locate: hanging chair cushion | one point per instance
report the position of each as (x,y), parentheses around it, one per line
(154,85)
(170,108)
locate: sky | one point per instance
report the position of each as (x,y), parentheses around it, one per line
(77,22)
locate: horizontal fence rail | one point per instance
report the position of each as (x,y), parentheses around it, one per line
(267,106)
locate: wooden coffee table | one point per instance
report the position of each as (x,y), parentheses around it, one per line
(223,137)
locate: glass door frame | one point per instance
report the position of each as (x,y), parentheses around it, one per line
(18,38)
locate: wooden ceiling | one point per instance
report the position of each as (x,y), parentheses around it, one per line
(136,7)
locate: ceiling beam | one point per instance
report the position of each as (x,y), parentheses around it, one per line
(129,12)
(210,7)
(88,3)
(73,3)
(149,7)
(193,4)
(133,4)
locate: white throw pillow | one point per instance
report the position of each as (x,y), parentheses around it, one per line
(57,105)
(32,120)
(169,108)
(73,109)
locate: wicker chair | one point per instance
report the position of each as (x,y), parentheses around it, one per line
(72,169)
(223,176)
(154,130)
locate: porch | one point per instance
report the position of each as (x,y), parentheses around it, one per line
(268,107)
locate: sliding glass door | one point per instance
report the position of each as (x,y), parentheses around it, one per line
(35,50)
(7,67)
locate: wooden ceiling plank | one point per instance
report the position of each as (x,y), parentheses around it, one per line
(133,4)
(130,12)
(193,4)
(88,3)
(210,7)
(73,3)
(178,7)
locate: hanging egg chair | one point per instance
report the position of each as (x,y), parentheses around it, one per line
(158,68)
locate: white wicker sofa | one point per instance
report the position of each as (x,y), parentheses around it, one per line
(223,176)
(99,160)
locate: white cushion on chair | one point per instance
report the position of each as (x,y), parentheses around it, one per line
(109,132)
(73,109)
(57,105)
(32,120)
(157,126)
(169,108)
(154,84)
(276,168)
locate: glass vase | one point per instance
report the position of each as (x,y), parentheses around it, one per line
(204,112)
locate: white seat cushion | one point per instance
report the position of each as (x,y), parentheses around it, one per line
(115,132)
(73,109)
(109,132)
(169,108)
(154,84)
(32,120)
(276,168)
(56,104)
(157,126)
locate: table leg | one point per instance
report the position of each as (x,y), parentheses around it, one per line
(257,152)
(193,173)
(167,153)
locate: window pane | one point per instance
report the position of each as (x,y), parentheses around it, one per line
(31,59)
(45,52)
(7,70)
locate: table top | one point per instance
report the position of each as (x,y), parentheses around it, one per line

+++

§ **WHAT YOU NEED TO DO**
Format each line of the records above as a JSON list of strings, one string per line, and omit any blank lines.

§ **ANSWER BELOW**
[
  "locate: hanging chair cushion | one point per instance",
  "report the position of each as (x,y), parentheses around it, one per line",
  "(154,85)",
  "(170,108)",
  "locate: sky | one point per instance",
  "report the position of each as (x,y), parentheses around it, one per line",
  "(77,22)",
  "locate: horizontal fence rail | one point per instance",
  "report the position of each as (x,y), parentheses around it, one per line",
  "(267,106)",
  "locate: wooden coffee table | one point per instance",
  "report the position of each as (x,y), parentheses around it, one per line",
  "(223,137)",
  "locate: glass door frame | one point per instance",
  "report the position of each as (x,y), parentheses around it, one per line",
  "(18,38)",
  "locate: wooden ceiling | one point per instance",
  "report the position of each as (x,y), parentheses around it, one per line",
  "(136,7)",
  "locate: ceiling beam | one point per instance",
  "report the position of each as (x,y), parentheses around it, one per line",
  "(129,12)",
  "(210,7)",
  "(88,3)",
  "(73,3)",
  "(149,7)",
  "(193,4)",
  "(133,4)",
  "locate: white throw pillow | one point per instance",
  "report the position of each as (x,y), parentheses around it, one per line",
  "(57,105)",
  "(32,120)",
  "(169,108)",
  "(73,109)",
  "locate: wicker chair | one point per instance",
  "report the position of each as (x,y), parentheses around it, one per line",
  "(72,169)",
  "(223,176)",
  "(154,130)",
  "locate: porch | one point per instance",
  "report the position of each as (x,y), parentheses around it, one per line",
  "(268,107)",
  "locate: sliding glass door | one point per instance",
  "report the position of each as (x,y), parentheses around it, one per line",
  "(35,50)",
  "(7,67)",
  "locate: wooden ceiling plank | one point per instance",
  "report the position of each as (x,y), parentheses around it, one per line",
  "(133,4)",
  "(130,12)",
  "(193,4)",
  "(88,3)",
  "(210,7)",
  "(73,3)",
  "(178,7)",
  "locate: hanging egg chair | one point per instance",
  "report the position of each as (x,y), parentheses around it, one per line",
  "(158,68)",
  "locate: white wicker sofa | one point per instance",
  "report the position of each as (x,y), parentheses around it, one per line",
  "(223,176)",
  "(99,160)",
  "locate: white cushion on chair | one point per instance",
  "report the position of each as (x,y), parentheses around it, one per line",
  "(109,132)",
  "(73,109)",
  "(57,105)",
  "(32,120)",
  "(157,126)",
  "(169,108)",
  "(154,84)",
  "(276,168)",
  "locate: glass vase | one point per instance",
  "report the position of each as (x,y), parentheses around it, one per line",
  "(204,112)",
  "locate: white seat cushion | one point per instance",
  "report the position of each as (x,y), parentheses around it, one per line",
  "(115,132)",
  "(73,109)",
  "(109,132)",
  "(169,108)",
  "(154,84)",
  "(32,120)",
  "(276,168)",
  "(56,104)",
  "(157,126)",
  "locate: table leg | one point per instance",
  "report the position of each as (x,y), parentheses around it, one per line",
  "(257,152)",
  "(193,173)",
  "(167,153)",
  "locate: window pane | one point per instance",
  "report the position of each as (x,y), parentheses around it, one per line",
  "(31,59)",
  "(45,52)",
  "(7,70)",
  "locate: table top | one point per instance",
  "report the position of each as (x,y), parentheses around it, one per line"
]